PROBLEM REQUIREMENTS:
In the text below on lateral buckling parameters, what interval does the relative coordinate for the level of load application come from?

DOCUMENT EXTRACT:
----

In the Lateral Buckling Parameter field select options used during the verification of the lateral buckling for the member: lateral buckling type, load level and the lateral buckling length coefficient. Selecting the appropriate icon opens the dialog for the definitions for corresponding parameters.
It is necessary to include the level of load application as well, in order to describe lateral buckling conditions. The ordinate height of load application is defined in the member section axis system. Assuming that lateral buckling occurs when loading the member in the XZ plane, only one coordinate is entered. It is a relative value from the <-1.0,1.0> interval. If the load is applied at a characteristic section point - upper flange, lower, etc. then, the coordinate value will be entered automatically once an appropriate icon is chosen.
Lateral buckling calculations requires you to provide the distance between sections blocked against twisting for each bar (lateral buckling length). It is necessary to distinguish two buckling lengths (for the upper and for the lower flange) as it is possible to attach the upper and lower flanges separately, which results in the appearance of different load cases of compression forces. You should provide the value of the coefficient by which the base bar length is multiplied to obtain the lateral buckling length. The length IZ is taken as the base length. The coefficient value is entered directly or by selecting the icon representing typical attachment case for which the coefficient will be automatically chosen.
Click the More button to open an additional dialog. You can then define the remaining bar type parameters described in the code as: Anet/Agross ratio.
Click the Service button to open an additional dialog. You can then define the parameters of bar type (limit displacements, initial deflection).
Click the Save button to save the bar type with a defined name and parameters to the list of previously defined steel member types.

----

[Records of labeled boxes]
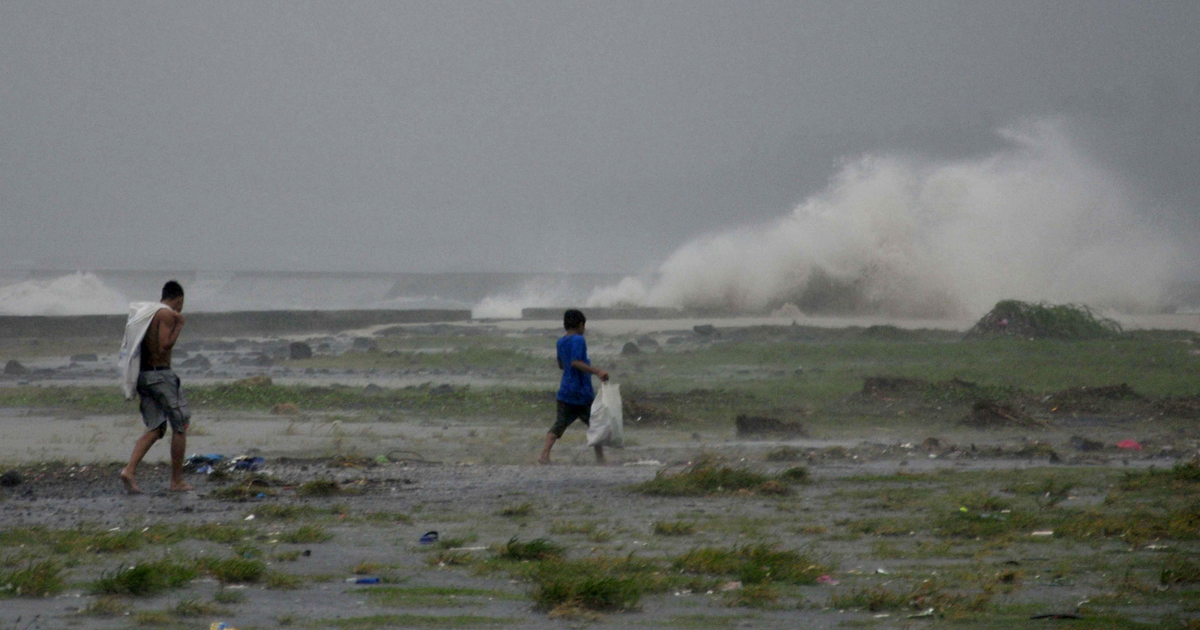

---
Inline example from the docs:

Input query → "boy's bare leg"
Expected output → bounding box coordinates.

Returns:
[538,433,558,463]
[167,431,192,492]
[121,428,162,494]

----

ANSWER TO THE EXERCISE:
It comes from the <-1.0,1.0> interval.